§ ENTRIES SHOWN:
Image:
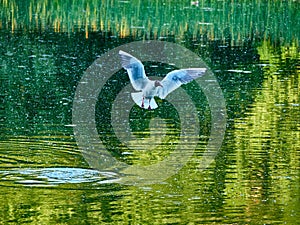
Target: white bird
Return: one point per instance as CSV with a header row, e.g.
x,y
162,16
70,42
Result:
x,y
150,88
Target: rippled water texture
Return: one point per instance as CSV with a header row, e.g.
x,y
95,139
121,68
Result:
x,y
251,47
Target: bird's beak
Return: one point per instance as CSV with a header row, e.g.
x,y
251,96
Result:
x,y
158,84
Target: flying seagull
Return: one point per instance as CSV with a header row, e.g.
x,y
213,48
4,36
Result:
x,y
149,88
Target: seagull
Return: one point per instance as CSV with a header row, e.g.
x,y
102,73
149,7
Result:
x,y
147,88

§ EXERCISE PROMPT:
Rewrite all of the material above as a numbered list with one line per entry. Skip any blank lines and leave the picture out.

§ COMPLETED TASK:
1. Image:
2. Target: white bird
3. Return: one point per instance as CSV with a header row, e.g.
4. x,y
5. 162,16
6. 70,42
7. Result:
8. x,y
9. 150,88
10. Target: rippled water texture
11. Return: one point per instance as CSV with a header row, e.g.
12. x,y
13. 95,139
14. 121,68
15. Result:
16. x,y
17. 251,47
18. Target: bird's beak
19. Return: one point per instance as CSV with a header row, e.g.
20. x,y
21. 251,96
22. Result:
23. x,y
24. 158,84
25. Target: flying seagull
26. Return: one point per instance as CSV with a header row, e.g.
27. x,y
28. 213,48
29. 4,36
30. Result:
31. x,y
32. 149,88
33. Target: seagull
34. Return: one point per instance as CSV with a header row, e.g.
35. x,y
36. 102,73
37. 149,7
38. Result:
39. x,y
40. 147,88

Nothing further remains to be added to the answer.